OBJECTIVE = Please continue the passage below on when a court may interfere with arbitration, picking up right after its last sentence.

EXCERPT =
□ □ □

Evaluation of the issue
[29] In my view the arbitrator allowed every possible issue to be canvassed. Against this background the parties have referred to a number of cases dealing with the effects of arbitration and in what circumstances a Court can interfere with an arbitrator’s decision and also to the principles dealing with the reopening of a litigant’s case. I deal with the first aspect, namely, that is the question of whether a High Court can interfere with arbitration proceedings midstream or indeed even an arbitration award.
[30] In Lufuno Mphaphuli and Associates (Pty) Ltd v Andrews 2009 (4) SA 529 CC as well as Telecordia Technologies Inc v Telkom (Pty) Ltd [2006] ZASCA 112; 2007 (3) SA 266 (SCA). Kroon AJ referred to the case of Telecordia Technologies with approval and stated the following in para 28:
‘The Supreme Court of Appeal stressed the need when courts have to consider the confirmation or setting aside of arbitral awards for adherence to the principle of party autonomy, which requires a high degree of deference to arbitral decisions and minimises the Court for intervention by the Court. The decision of the Supreme Court of Appeal in the present matter was informed by this principle. Resolving, for the purposes of the present case, the tension between this principle and the duty of the courts to ensure, before ordering that an arbitration award be enforced by the State, that the award was obtained in a manner that was procedurally fair, as required by s 34 of the Constitution’
[31] Ms Justice O’Regan ADCJ in Lufuno supra, in dealing with the question of a Court interfering in arbitral awards approached the matter in the following way. The starting point for her was that the nature of proceedings is really private in nature. It is a process built upon by consent between the parties and the hallmark of an arbitration is that it is an adjudication flowing from the consent of the parties to the arbitration award who define the powers of adjudication and now equally free to modify or withdraw from that power at any time by way of further agreement, and in this regard she referred with approval to the case of Total Support Management (Pty) Ltd and another v Diversified Health Systems SA (Pty) Ltd and another [2002] ZASCA 14; 2002 (4) SA 661 (SCA).

□ □ □

DATA SECTION =
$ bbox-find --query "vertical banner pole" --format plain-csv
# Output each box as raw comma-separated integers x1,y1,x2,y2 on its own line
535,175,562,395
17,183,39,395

□ □ □

ANSWER TO THIS TASK =
[32] She also referred to the fact that private arbitration is used widely, domestically and internationally and that most jurisdictions in the world permit private arbitration of disputes and also provide for the enforcement of arbitration awards by the ordinary courts. Reference was made to various treaties and in particular, on behalf of the applicant the following submissions were made in respect of the Lufuno principles.
Applicant’s submissions regarding Lufuno
[33] It is common cause that the majority judgment of the Constitutional Court in Lufuno emphasised the fact that an arbitration hearing must be conducted in a procedurally fair manner, emphasised that fairness depends on the context and more that the Court should not be too quick to find fault with the manner in which the arbitration hearing was conducted and/or that a faulty procedure is or was unfair and in each particular case the alleged procedural irregularity had to be looked at.
[34] In this case the applicant contends that the procedural irregularity by not allowing the evidence of Mr Ellmer was such that this Court can intervene and that the principles set out in the Lufuno judgment do not preclude this court from setting aside the arbitrators order.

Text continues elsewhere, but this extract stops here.